## Texte à examiner:
C’est quoi un progressiste?
Quelqu’un qui pense que la société est toujours en progrès, en évolution, et qu’elle nécessite donc d’être réformée sans cesse. Un progressiste s’oppose donc au conservatisme.
Quoiqu’en fait en disant cela je me contredis tout seul…
En gros, c’est un mec qui a pas compris que quand l’Etat respecte la constitution, la société se reforme toute seule. Pas besoin de son aide.
Donc,
un progressiste = un idiot.
Les progressistes ont un don pour inverser la réalité et déformer le sens des mots jusqu’à ce qu’ils perdent leur sens voir prennent le sens opposés.
Ironiquement, les progressistes sont la quintescence d’un régréssionnisme. Ça serait amusant à regarder s’ils n’avaient pour objectif d’emporter tout le monde dans leur chute.
Progressisme = Maladie mentale
« Qu’elle nécessite d’être réformée ». Un progressiste est donc un constructiviste qui veut plier « la société » (périmètre précis, définition exacte, please ?) et la faire « progresser ». Seul il n’y arrive pas. Il lui faut donc un Etat pour forcer les autres « pour leur bien ».
Le progressiste est donc un étatiste vicelard qui se cache derrière « le progrès » (comment on mesure ça ?) pour imposer ses idées aux autres, par la coercition de l’appareil gouvernemental.

## Informations affichées:

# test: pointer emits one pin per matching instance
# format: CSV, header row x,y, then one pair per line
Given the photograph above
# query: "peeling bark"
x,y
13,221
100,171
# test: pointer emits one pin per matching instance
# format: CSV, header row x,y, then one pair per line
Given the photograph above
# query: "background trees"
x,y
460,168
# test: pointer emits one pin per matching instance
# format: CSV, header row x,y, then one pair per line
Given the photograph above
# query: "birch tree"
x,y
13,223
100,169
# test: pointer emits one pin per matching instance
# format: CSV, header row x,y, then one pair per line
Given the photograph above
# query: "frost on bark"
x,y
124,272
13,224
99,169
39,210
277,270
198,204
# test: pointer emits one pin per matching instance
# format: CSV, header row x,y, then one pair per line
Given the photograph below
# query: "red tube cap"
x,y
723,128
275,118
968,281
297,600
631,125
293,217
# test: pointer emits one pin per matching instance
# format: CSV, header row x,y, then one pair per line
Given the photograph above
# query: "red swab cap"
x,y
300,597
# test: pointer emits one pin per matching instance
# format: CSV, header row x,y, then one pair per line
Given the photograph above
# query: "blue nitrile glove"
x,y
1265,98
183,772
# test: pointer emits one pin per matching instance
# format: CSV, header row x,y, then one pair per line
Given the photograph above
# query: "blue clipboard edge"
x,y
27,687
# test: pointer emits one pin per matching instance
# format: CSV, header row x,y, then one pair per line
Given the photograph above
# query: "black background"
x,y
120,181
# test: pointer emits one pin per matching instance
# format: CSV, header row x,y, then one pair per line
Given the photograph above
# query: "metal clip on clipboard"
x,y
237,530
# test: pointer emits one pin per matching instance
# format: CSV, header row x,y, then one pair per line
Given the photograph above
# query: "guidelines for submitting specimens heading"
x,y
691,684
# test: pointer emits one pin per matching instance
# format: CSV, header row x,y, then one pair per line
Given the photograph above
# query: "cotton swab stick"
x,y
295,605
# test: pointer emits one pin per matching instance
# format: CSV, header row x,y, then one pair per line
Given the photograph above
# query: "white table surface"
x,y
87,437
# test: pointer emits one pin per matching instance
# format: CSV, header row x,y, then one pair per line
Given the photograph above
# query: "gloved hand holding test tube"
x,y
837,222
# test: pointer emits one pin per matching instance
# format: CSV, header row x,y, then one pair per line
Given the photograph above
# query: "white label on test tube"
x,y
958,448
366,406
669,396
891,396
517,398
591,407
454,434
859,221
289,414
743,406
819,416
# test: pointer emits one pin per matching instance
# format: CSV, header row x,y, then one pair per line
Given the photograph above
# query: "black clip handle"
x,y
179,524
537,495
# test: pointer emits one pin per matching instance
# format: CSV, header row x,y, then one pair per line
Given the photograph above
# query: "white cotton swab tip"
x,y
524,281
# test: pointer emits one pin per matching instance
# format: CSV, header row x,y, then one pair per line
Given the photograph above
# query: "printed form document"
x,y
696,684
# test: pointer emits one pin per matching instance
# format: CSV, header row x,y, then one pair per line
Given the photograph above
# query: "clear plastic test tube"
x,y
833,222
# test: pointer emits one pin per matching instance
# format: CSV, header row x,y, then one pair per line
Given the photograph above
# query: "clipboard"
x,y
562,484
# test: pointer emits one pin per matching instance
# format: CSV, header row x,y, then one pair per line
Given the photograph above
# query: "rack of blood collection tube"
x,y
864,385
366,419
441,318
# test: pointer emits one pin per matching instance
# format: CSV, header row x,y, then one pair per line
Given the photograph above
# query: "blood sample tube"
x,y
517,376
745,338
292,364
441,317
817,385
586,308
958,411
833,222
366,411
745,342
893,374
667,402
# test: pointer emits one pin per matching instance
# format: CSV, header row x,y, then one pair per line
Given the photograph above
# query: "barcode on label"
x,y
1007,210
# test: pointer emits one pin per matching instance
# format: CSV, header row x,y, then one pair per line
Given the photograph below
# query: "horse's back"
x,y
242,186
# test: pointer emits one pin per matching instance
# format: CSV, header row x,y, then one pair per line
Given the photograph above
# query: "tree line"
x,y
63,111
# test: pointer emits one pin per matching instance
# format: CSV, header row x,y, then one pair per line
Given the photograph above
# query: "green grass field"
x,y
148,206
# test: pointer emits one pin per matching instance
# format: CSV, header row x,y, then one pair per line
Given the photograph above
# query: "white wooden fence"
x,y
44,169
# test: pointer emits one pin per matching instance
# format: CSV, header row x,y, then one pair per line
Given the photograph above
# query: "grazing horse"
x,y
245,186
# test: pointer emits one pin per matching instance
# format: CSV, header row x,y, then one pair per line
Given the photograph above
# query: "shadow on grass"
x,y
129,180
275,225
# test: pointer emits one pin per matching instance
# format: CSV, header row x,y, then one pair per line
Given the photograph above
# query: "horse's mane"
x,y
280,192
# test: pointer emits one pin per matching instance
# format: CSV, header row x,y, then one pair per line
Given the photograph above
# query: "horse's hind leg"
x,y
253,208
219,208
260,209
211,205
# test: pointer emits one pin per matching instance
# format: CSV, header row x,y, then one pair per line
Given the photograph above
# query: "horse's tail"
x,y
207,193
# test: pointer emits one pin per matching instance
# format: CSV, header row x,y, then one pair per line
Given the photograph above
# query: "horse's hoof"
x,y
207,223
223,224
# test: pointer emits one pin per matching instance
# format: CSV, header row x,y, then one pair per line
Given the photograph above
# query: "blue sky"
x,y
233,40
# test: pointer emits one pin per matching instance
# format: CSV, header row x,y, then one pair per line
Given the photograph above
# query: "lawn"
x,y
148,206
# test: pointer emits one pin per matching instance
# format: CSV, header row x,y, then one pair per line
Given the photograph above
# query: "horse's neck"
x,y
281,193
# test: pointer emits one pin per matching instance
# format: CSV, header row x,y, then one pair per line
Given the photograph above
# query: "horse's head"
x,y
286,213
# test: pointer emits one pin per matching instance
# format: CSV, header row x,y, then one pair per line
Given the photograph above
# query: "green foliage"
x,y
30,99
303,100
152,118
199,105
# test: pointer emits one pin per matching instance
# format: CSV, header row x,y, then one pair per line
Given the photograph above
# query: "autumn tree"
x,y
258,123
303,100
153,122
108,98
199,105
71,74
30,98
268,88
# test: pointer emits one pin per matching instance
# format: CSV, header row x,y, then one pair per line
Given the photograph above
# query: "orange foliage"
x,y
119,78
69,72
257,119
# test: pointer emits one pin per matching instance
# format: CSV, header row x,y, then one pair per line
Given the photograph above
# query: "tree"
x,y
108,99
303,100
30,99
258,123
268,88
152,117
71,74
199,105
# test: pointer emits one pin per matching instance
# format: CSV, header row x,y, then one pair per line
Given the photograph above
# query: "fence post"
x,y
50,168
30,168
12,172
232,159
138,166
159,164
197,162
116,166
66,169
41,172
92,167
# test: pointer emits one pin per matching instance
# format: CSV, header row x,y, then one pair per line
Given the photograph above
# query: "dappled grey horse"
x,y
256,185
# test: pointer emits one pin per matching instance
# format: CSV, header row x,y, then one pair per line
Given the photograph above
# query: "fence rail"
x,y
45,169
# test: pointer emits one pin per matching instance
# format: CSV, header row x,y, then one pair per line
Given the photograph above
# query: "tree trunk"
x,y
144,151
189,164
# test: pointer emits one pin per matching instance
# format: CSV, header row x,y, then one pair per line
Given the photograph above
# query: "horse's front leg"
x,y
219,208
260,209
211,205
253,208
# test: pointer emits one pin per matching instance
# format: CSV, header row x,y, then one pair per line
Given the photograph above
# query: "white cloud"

## Travail demandé:
**1)** Quelles expressions le texte sur le progressisme place-t-il entre guillemets (« ») ? Relevez-les toutes.
**2)** Pouvez-vous prolonger le texte sur le progressisme à partir de sa dernière phrase ?

## Réponses successives:
**1)**
« Qu’elle nécessite d’être réformée »
« la société »
« progresser »
« pour leur bien »
« le progrès »

**2)**
La constitution américaine n’est pas une panacée. Comparée aux articles de la confédérations, qui l’ont précédé, elle constitue même un retour en arrière substantiel. La constitution américaine, vue dans le contexte de son époque, représente une victoire de la frange étatiste des pères fondateurs (Madison, Hamilton et cie). Bref, elle est à revoir.
oui elle n’est pas parfaite, notre DDHC 1789 non plus et encore moins notre constitution, aujourd’hui les libéraux en feraient une bien mieux. Mais bon, vu que ce n’est pas demain qu’ils vont réécrire une Constitution, mieux vaut s’accrocher a celle qui existe, qui est quand même pas mal.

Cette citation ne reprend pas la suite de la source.